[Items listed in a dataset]
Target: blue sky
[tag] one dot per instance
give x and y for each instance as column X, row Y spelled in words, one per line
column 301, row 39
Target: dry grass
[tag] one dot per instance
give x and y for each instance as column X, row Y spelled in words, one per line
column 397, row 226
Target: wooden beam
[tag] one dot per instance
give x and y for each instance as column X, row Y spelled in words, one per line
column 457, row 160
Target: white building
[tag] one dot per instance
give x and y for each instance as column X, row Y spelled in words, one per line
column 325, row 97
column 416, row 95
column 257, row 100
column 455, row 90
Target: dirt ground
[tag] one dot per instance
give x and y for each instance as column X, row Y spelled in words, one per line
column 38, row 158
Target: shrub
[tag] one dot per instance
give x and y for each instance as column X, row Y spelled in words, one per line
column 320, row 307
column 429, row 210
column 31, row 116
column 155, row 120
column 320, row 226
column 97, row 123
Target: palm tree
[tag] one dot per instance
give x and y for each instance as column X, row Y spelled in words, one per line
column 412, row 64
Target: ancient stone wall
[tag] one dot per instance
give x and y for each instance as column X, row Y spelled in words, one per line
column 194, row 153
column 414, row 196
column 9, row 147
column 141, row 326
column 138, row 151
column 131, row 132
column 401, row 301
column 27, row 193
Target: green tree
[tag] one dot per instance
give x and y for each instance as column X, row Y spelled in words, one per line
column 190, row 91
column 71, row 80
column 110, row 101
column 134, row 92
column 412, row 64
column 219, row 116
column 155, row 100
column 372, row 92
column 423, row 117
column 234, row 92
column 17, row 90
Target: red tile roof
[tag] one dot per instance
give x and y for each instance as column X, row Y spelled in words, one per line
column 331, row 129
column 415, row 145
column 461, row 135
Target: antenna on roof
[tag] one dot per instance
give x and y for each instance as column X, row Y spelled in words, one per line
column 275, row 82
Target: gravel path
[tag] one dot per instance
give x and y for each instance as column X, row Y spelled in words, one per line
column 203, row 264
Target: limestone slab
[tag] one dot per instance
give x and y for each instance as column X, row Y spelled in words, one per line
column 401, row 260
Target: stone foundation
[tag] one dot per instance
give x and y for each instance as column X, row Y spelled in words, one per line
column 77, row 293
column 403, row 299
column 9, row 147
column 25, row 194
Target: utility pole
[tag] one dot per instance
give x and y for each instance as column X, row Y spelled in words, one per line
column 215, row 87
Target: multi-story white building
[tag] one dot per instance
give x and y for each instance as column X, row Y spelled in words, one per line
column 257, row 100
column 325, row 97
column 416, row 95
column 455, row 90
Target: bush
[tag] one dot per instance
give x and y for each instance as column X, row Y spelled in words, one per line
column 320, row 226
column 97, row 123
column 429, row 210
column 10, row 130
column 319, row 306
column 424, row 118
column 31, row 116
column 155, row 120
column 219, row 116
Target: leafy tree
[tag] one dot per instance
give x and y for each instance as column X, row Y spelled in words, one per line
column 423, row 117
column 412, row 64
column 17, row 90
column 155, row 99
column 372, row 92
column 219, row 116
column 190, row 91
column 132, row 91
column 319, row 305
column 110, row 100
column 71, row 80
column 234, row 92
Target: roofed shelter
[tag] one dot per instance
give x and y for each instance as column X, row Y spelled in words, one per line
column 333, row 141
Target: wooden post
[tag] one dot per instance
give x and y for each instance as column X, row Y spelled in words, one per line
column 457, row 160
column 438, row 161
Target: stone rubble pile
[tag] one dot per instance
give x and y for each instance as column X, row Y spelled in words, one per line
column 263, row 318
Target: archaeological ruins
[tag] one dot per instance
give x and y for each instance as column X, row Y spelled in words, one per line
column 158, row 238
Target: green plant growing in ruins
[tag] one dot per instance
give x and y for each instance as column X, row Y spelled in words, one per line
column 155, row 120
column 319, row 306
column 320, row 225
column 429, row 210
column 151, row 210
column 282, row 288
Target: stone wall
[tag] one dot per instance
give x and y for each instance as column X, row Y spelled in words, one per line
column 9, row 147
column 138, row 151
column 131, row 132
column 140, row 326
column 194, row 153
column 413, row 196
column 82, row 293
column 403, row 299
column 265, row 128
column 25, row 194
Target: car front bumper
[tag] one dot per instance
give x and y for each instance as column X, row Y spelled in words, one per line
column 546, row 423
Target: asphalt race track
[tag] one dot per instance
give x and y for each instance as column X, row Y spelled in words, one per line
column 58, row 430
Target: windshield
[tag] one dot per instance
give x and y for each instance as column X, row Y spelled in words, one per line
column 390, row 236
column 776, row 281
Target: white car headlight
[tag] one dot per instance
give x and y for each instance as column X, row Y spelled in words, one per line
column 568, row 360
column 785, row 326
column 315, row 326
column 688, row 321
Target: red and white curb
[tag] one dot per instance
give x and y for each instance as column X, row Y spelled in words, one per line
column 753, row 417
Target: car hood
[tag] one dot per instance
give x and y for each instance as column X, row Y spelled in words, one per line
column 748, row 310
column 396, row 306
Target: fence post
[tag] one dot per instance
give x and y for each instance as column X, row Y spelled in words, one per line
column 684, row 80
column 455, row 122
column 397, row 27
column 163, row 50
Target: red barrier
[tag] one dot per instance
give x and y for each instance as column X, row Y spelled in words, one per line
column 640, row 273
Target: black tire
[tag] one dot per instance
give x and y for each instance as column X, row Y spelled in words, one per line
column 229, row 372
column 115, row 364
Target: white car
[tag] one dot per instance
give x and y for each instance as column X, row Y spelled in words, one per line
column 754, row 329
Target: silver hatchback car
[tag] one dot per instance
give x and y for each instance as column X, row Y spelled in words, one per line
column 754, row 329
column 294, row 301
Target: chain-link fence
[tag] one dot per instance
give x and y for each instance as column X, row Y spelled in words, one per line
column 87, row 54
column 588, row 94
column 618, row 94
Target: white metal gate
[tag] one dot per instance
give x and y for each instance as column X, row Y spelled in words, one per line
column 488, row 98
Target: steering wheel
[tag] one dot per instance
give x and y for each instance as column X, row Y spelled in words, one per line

What is being asked. All that belongs in your answer is the stretch of entries above from the line with "Target: stone wall" through the line with "Target: red and white curb", printed exactly.

Result of this exercise.
Target: stone wall
[tag] one dot per instance
give x and y for each instance as column X, row Y spelled in words, one per line
column 9, row 147
column 138, row 151
column 131, row 132
column 140, row 326
column 194, row 153
column 413, row 196
column 82, row 293
column 403, row 299
column 265, row 128
column 25, row 194
Target: car front bumper
[tag] one dot per instance
give x and y for each instance as column X, row Y spelled in words, one per line
column 546, row 423
Target: asphalt race track
[tag] one dot per instance
give x and y for each instance as column X, row Y spelled in words, one per line
column 58, row 430
Target: windshield
[tag] one dot per instance
give x and y for each instance as column X, row Y spelled in words, one per line
column 390, row 236
column 776, row 281
Target: white car headlight
[tag] one dot per instance
give x and y for each instance as column X, row Y spelled in words, one per line
column 568, row 360
column 785, row 326
column 315, row 326
column 688, row 321
Target: red and white curb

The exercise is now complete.